Display every line of the items below that contains the word "green".

## DATA IN THIS EXERCISE
** Start **
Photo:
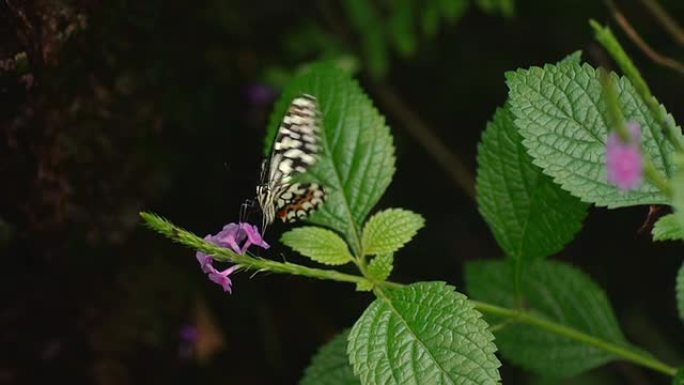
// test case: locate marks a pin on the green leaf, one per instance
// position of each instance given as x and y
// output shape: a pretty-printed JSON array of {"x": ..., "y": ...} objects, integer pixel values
** End **
** Start **
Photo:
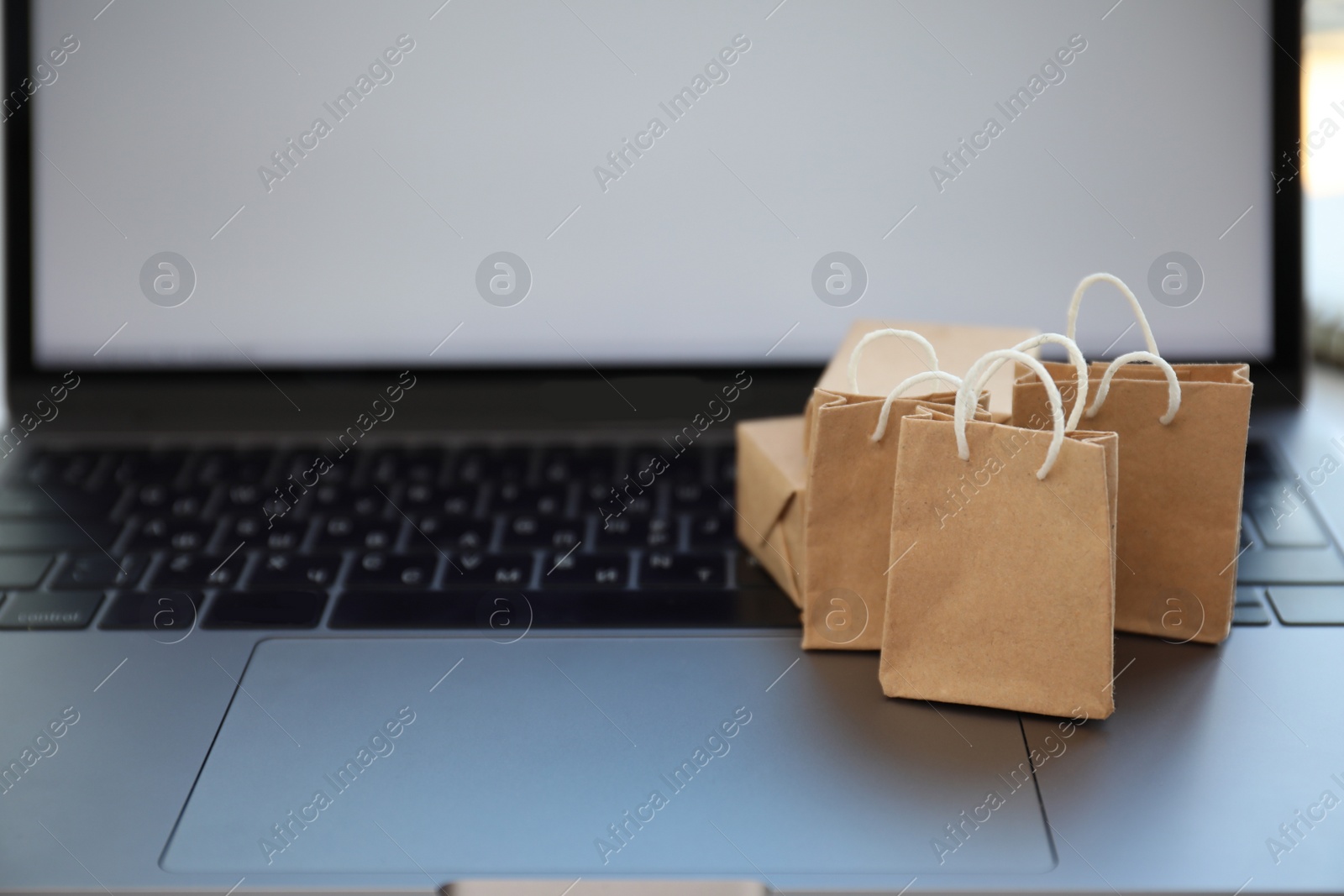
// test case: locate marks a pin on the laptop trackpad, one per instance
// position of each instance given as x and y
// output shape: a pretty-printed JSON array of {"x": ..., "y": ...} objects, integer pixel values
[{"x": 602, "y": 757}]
** End **
** Start **
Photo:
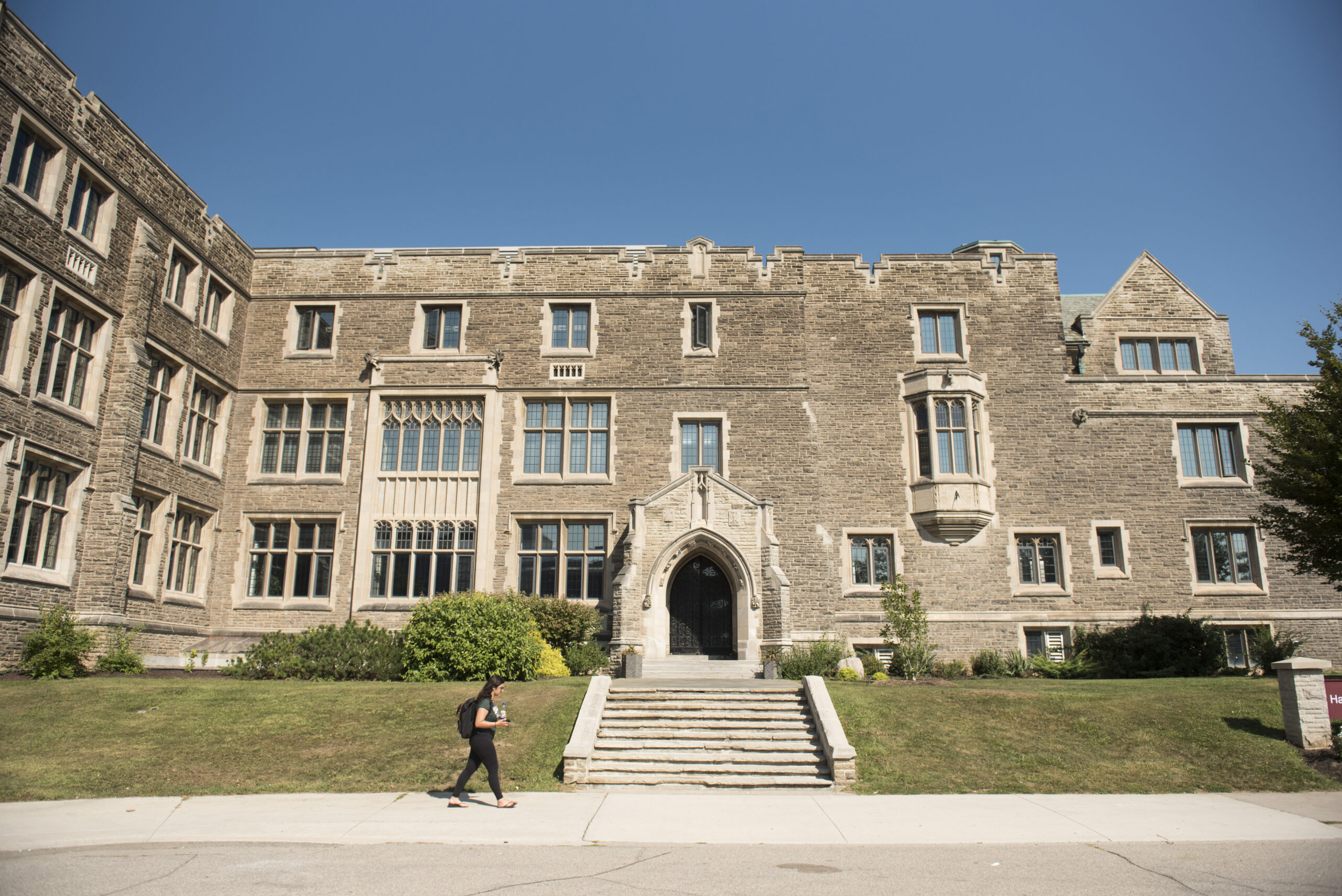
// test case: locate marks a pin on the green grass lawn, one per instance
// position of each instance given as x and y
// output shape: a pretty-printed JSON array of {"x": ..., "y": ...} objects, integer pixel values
** End **
## RESPONSE TO THIS EXERCISE
// test case: locate marks a pin on the green leaf, one per instance
// test case: locate marks a pin on the green grass lawn, one per instance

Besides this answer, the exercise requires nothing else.